Dataset rows
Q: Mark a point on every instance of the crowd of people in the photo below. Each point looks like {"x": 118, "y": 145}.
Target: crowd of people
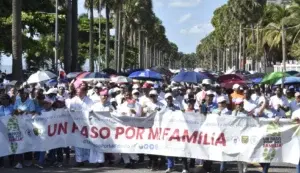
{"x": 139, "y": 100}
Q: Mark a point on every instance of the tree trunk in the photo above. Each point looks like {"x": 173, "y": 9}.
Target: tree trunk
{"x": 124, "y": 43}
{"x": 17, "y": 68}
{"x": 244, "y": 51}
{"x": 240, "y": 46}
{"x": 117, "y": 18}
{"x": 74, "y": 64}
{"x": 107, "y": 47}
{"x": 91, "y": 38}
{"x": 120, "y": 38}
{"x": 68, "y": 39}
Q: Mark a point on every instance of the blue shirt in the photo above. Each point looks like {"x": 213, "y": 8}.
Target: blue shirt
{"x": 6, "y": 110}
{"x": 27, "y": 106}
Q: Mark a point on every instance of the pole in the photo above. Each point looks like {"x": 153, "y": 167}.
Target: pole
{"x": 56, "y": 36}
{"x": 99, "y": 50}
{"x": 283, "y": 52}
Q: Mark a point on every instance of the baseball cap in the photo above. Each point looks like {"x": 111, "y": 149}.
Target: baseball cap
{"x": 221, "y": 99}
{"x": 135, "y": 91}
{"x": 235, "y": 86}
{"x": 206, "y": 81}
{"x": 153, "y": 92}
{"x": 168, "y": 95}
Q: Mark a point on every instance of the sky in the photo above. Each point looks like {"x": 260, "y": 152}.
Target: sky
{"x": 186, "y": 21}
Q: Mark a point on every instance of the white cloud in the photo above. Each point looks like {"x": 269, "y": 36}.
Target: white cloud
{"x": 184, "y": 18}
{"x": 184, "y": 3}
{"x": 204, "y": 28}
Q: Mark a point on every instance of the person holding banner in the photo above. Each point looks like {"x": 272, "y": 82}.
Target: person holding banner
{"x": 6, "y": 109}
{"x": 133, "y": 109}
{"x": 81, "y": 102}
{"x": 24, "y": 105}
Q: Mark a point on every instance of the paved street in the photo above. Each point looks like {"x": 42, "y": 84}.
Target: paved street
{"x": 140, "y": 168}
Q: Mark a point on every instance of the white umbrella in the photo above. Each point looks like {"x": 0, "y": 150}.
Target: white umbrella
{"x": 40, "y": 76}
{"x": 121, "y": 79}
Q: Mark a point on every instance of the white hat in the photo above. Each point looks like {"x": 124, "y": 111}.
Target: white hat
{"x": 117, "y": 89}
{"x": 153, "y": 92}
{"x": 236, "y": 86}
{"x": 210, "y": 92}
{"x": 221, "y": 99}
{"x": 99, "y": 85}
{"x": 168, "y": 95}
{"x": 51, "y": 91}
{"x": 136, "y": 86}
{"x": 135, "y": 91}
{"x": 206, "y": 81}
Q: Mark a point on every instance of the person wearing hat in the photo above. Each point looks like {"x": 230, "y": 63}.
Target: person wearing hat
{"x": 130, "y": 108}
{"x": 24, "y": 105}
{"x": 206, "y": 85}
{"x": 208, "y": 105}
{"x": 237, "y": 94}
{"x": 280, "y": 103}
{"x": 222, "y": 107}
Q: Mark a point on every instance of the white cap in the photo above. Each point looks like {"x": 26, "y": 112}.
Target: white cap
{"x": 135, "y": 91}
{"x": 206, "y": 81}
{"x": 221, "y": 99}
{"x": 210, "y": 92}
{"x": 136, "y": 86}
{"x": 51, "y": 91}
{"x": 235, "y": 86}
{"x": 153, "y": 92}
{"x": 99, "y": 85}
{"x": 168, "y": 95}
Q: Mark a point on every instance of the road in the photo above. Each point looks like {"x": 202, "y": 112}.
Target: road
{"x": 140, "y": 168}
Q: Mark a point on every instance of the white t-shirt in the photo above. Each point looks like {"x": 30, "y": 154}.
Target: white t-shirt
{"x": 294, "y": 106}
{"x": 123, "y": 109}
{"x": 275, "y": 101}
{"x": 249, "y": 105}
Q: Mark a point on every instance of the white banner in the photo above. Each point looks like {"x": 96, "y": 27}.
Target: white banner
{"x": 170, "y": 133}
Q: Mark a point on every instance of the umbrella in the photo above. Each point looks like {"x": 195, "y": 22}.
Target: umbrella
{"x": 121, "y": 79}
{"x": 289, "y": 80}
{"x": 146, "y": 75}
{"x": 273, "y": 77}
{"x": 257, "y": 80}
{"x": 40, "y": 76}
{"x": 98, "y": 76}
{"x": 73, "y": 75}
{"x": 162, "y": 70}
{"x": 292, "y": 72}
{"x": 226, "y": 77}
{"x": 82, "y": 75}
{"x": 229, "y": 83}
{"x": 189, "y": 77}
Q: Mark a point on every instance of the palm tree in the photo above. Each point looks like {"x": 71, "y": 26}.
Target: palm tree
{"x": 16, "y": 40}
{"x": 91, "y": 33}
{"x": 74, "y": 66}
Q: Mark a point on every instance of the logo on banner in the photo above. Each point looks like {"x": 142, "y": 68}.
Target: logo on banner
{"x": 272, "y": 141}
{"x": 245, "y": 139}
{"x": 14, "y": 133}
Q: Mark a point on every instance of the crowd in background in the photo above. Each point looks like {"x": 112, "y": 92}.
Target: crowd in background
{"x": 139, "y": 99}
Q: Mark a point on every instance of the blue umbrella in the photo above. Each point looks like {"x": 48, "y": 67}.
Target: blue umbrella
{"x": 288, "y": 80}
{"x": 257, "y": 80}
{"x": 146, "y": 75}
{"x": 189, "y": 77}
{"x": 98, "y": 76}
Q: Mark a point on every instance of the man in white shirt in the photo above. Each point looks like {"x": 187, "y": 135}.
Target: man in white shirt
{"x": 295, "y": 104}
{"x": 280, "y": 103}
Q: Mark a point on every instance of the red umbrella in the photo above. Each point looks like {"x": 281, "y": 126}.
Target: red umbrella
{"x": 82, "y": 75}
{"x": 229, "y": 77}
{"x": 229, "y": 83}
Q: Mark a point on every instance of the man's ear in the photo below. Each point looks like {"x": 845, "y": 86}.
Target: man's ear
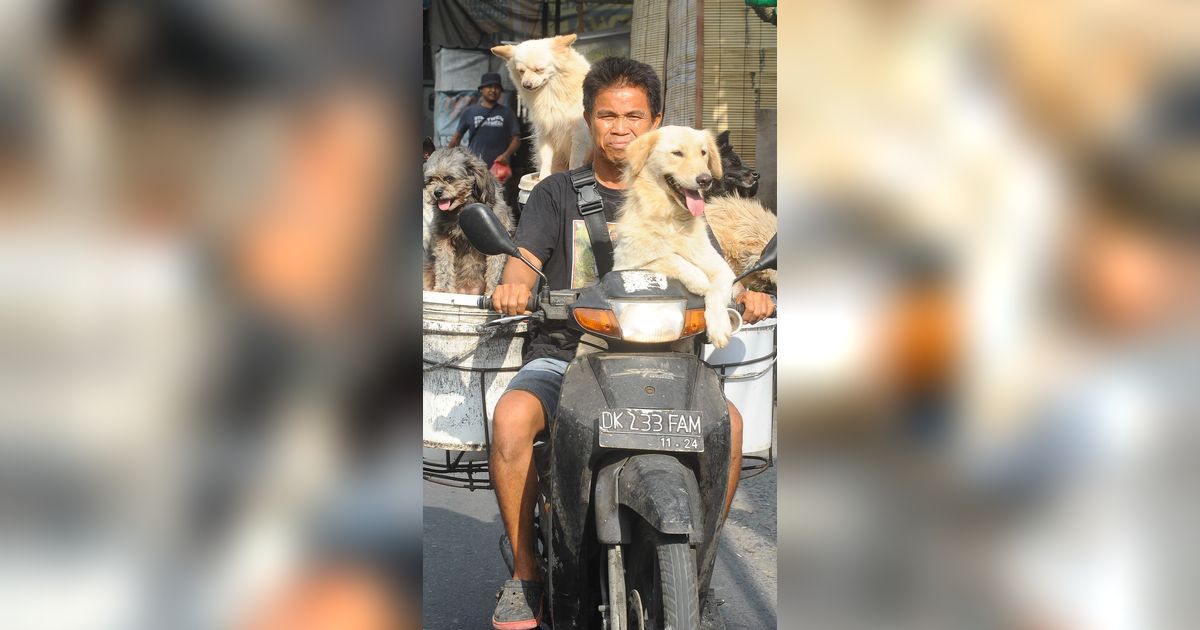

▸ PROBLEM TO WORK ON: Your task is to output exactly the lines from the line containing "Q: Mark a point on every instance of the crowd in" through the last line, inclusive, leaving every picture out.

▸ SOLUTION FOR THIS PROBLEM:
Q: Mark a point on every instance of the crowd in background in the photo above. Each point looks like {"x": 112, "y": 92}.
Target: crowd in background
{"x": 139, "y": 99}
Q: Mark a point on every instance of the blue umbrella in the photo above. Each point looks like {"x": 48, "y": 67}.
Target: blue umbrella
{"x": 288, "y": 80}
{"x": 257, "y": 80}
{"x": 146, "y": 75}
{"x": 189, "y": 77}
{"x": 98, "y": 76}
Q: Mark a point on every instance of the man in white shirt in the photo above. Each point looks like {"x": 187, "y": 135}.
Target: man in white shirt
{"x": 295, "y": 104}
{"x": 280, "y": 103}
Q: Mark a point on every instance of the red umbrella in the photo above. Each point looks like {"x": 281, "y": 126}.
Target: red umbrella
{"x": 82, "y": 75}
{"x": 229, "y": 77}
{"x": 229, "y": 83}
Q: Mark a point on every instance of the man's ear in the photo below. Each point looks like {"x": 845, "y": 86}.
Target: man's ear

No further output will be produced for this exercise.